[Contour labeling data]
- - -

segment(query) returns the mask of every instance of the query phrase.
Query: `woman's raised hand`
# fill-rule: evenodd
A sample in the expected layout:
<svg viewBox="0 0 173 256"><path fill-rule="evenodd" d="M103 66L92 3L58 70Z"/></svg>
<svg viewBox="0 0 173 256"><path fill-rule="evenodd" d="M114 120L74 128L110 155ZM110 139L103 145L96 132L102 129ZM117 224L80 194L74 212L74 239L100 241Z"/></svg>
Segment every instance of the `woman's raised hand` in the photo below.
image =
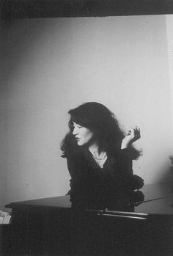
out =
<svg viewBox="0 0 173 256"><path fill-rule="evenodd" d="M138 126L132 128L130 130L128 131L126 136L122 139L121 148L123 149L128 147L133 142L136 142L140 138L140 128Z"/></svg>

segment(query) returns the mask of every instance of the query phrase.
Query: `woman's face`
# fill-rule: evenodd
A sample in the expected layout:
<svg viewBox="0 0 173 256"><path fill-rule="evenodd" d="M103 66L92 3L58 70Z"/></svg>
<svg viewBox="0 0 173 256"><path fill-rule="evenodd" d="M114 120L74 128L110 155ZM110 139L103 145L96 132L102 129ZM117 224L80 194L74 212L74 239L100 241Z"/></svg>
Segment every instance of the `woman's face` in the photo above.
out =
<svg viewBox="0 0 173 256"><path fill-rule="evenodd" d="M82 146L85 144L87 144L91 141L93 137L93 133L89 128L81 126L76 122L73 122L73 134L74 135L78 145Z"/></svg>

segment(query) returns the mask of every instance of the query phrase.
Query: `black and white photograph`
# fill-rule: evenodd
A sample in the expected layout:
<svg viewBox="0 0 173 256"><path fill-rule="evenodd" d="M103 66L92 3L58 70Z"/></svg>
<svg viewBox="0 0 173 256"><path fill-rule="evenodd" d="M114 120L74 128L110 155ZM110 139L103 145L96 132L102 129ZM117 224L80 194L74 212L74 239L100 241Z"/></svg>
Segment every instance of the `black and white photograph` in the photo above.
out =
<svg viewBox="0 0 173 256"><path fill-rule="evenodd" d="M0 255L173 255L173 2L1 14Z"/></svg>

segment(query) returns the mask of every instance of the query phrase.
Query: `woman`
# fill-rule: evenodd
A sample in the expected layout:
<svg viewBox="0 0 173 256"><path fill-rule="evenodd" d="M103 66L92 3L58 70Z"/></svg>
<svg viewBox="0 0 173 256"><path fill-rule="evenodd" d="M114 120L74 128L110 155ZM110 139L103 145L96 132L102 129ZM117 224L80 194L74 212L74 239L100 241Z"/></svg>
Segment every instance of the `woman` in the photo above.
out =
<svg viewBox="0 0 173 256"><path fill-rule="evenodd" d="M139 128L124 136L113 113L96 102L68 113L70 132L61 149L71 176L68 194L73 206L117 209L125 193L144 185L132 169L132 160L139 153L131 145L140 138Z"/></svg>

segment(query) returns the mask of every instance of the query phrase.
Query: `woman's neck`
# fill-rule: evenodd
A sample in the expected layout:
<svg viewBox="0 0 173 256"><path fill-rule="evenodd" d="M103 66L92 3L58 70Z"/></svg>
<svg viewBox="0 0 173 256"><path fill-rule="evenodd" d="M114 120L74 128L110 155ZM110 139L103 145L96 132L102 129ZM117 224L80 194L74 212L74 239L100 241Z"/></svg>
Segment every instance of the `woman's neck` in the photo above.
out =
<svg viewBox="0 0 173 256"><path fill-rule="evenodd" d="M98 144L97 142L92 143L89 147L89 150L92 153L92 155L97 158L99 158L100 157L100 155L104 153L104 151L100 151Z"/></svg>

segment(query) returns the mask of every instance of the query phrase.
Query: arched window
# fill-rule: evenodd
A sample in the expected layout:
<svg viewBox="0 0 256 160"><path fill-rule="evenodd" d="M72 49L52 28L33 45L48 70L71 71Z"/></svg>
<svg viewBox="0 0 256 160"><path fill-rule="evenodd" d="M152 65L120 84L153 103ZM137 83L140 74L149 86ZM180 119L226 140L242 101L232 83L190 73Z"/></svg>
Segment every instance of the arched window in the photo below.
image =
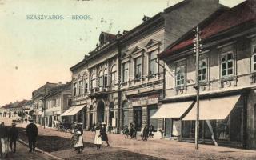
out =
<svg viewBox="0 0 256 160"><path fill-rule="evenodd" d="M107 70L105 69L104 70L104 73L103 73L103 77L104 77L104 87L107 86L107 79L108 79L108 76L107 76Z"/></svg>
<svg viewBox="0 0 256 160"><path fill-rule="evenodd" d="M228 77L234 74L234 57L232 53L228 53L222 57L222 76Z"/></svg>
<svg viewBox="0 0 256 160"><path fill-rule="evenodd" d="M198 78L199 82L207 80L207 61L206 59L199 62Z"/></svg>
<svg viewBox="0 0 256 160"><path fill-rule="evenodd" d="M96 87L96 74L93 74L90 79L91 88L94 89Z"/></svg>
<svg viewBox="0 0 256 160"><path fill-rule="evenodd" d="M114 86L116 83L116 78L117 78L117 69L116 66L113 65L111 68L111 86Z"/></svg>
<svg viewBox="0 0 256 160"><path fill-rule="evenodd" d="M103 72L102 70L98 73L98 86L103 86Z"/></svg>

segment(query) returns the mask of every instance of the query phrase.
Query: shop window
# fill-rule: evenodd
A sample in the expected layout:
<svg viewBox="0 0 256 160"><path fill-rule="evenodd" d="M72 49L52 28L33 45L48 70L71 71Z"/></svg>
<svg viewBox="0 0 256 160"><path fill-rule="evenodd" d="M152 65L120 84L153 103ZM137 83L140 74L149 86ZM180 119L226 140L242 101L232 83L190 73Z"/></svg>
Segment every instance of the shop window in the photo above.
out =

- - -

**Goal**.
Reproduce all of the data above line for line, omitting the pictures.

**Solved problem**.
segment(query) returns the mask of every instance of the query phrase.
Query: `woman's raised hand`
# fill-rule: evenodd
A sample in the expected layout:
<svg viewBox="0 0 173 256"><path fill-rule="evenodd" d="M103 66L92 3L58 70Z"/></svg>
<svg viewBox="0 0 173 256"><path fill-rule="evenodd" d="M114 120L74 128L110 155ZM110 139L103 145L96 132L102 129ZM117 224L80 194L74 212L74 239L100 241Z"/></svg>
Segment every instance of the `woman's raised hand` in the photo below.
image =
out =
<svg viewBox="0 0 173 256"><path fill-rule="evenodd" d="M138 126L132 128L130 130L128 131L126 136L122 139L121 148L123 149L128 147L133 142L136 142L140 138L140 128Z"/></svg>

segment(query) returns the mask of every instance of the query phrase.
Query: `woman's face`
# fill-rule: evenodd
A sample in the expected layout:
<svg viewBox="0 0 173 256"><path fill-rule="evenodd" d="M103 66L92 3L58 70Z"/></svg>
<svg viewBox="0 0 173 256"><path fill-rule="evenodd" d="M114 120L74 128L110 155ZM110 139L103 145L96 132L102 129ZM117 224L80 194L74 212L74 239L100 241Z"/></svg>
Segment every instance of the `woman's face` in the photo above.
out =
<svg viewBox="0 0 173 256"><path fill-rule="evenodd" d="M82 146L85 144L87 144L91 141L93 137L93 133L89 128L81 126L76 122L73 122L73 134L74 135L78 145Z"/></svg>

segment(query) returns the mask of every instance of the query phrase.
Query: `black and white photograph`
# fill-rule: evenodd
A sample in the expected layout:
<svg viewBox="0 0 173 256"><path fill-rule="evenodd" d="M103 66L92 3L58 70Z"/></svg>
<svg viewBox="0 0 173 256"><path fill-rule="evenodd" d="M114 120L74 128L110 155ZM110 139L103 145L96 132L102 129ZM117 224L80 194L74 212L74 239L100 241Z"/></svg>
Segment every instance of the `black and white photograph` in the photo above.
out =
<svg viewBox="0 0 173 256"><path fill-rule="evenodd" d="M0 255L173 255L173 2L1 14Z"/></svg>

segment(query) returns the mask of every instance of the query phrase.
Query: `woman`
# fill-rule: evenodd
A sample in the expected layout:
<svg viewBox="0 0 173 256"><path fill-rule="evenodd" d="M103 66L92 3L58 70Z"/></svg>
<svg viewBox="0 0 173 256"><path fill-rule="evenodd" d="M114 120L74 128L110 155ZM110 139L103 145L96 132L102 129ZM117 224L80 194L74 212L74 239L100 241Z"/></svg>
Segment every instance of the `woman` in the photo above.
out =
<svg viewBox="0 0 173 256"><path fill-rule="evenodd" d="M139 128L124 136L113 113L96 102L68 113L70 132L61 149L71 176L68 194L73 206L117 209L125 193L144 185L132 169L132 160L139 153L131 145L140 138Z"/></svg>

segment(query) returns the mask of every instance of the query phrase.
Query: `woman's neck`
# fill-rule: evenodd
A sample in the expected layout:
<svg viewBox="0 0 173 256"><path fill-rule="evenodd" d="M103 66L92 3L58 70Z"/></svg>
<svg viewBox="0 0 173 256"><path fill-rule="evenodd" d="M114 120L74 128L110 155ZM110 139L103 145L96 132L102 129ZM117 224L80 194L74 212L74 239L100 241Z"/></svg>
Segment every instance of the `woman's neck` in the photo above.
out =
<svg viewBox="0 0 173 256"><path fill-rule="evenodd" d="M98 144L97 142L92 143L89 147L89 150L92 153L92 155L97 158L99 158L100 157L100 155L104 153L104 151L100 151Z"/></svg>

segment(query) returns the mask of every instance of the query phrase.
Query: arched window
# fill-rule: evenodd
A sample in the expected layout:
<svg viewBox="0 0 256 160"><path fill-rule="evenodd" d="M72 49L52 28L33 45L48 70L71 71Z"/></svg>
<svg viewBox="0 0 256 160"><path fill-rule="evenodd" d="M152 65L120 84L153 103ZM137 83L140 74L149 86ZM180 119L226 140L242 101L232 83L190 73Z"/></svg>
Segment every instance of the arched window in the photo below.
image =
out =
<svg viewBox="0 0 256 160"><path fill-rule="evenodd" d="M107 70L105 69L104 70L104 73L103 73L103 77L104 77L104 87L107 86L107 79L108 79L108 76L107 76Z"/></svg>
<svg viewBox="0 0 256 160"><path fill-rule="evenodd" d="M228 77L234 74L234 57L232 53L228 53L222 57L222 76Z"/></svg>
<svg viewBox="0 0 256 160"><path fill-rule="evenodd" d="M198 78L199 82L207 80L207 61L206 59L199 62Z"/></svg>
<svg viewBox="0 0 256 160"><path fill-rule="evenodd" d="M96 87L96 74L93 74L90 79L91 88L94 89Z"/></svg>
<svg viewBox="0 0 256 160"><path fill-rule="evenodd" d="M114 86L116 83L116 78L117 78L117 69L116 66L113 65L111 68L111 86Z"/></svg>
<svg viewBox="0 0 256 160"><path fill-rule="evenodd" d="M103 72L102 70L98 73L98 86L103 86Z"/></svg>

segment(query) returns the mask of every instance of the query phrase.
Query: shop window
# fill-rule: evenodd
A sample in the expected layout:
<svg viewBox="0 0 256 160"><path fill-rule="evenodd" d="M72 49L52 28L33 45L48 70L71 71Z"/></svg>
<svg viewBox="0 0 256 160"><path fill-rule="evenodd" d="M152 65L120 84L153 103ZM137 83L140 74L149 86ZM180 119L226 140L242 101L232 83L190 73Z"/></svg>
Segment every instance of the shop window in the photo above.
out =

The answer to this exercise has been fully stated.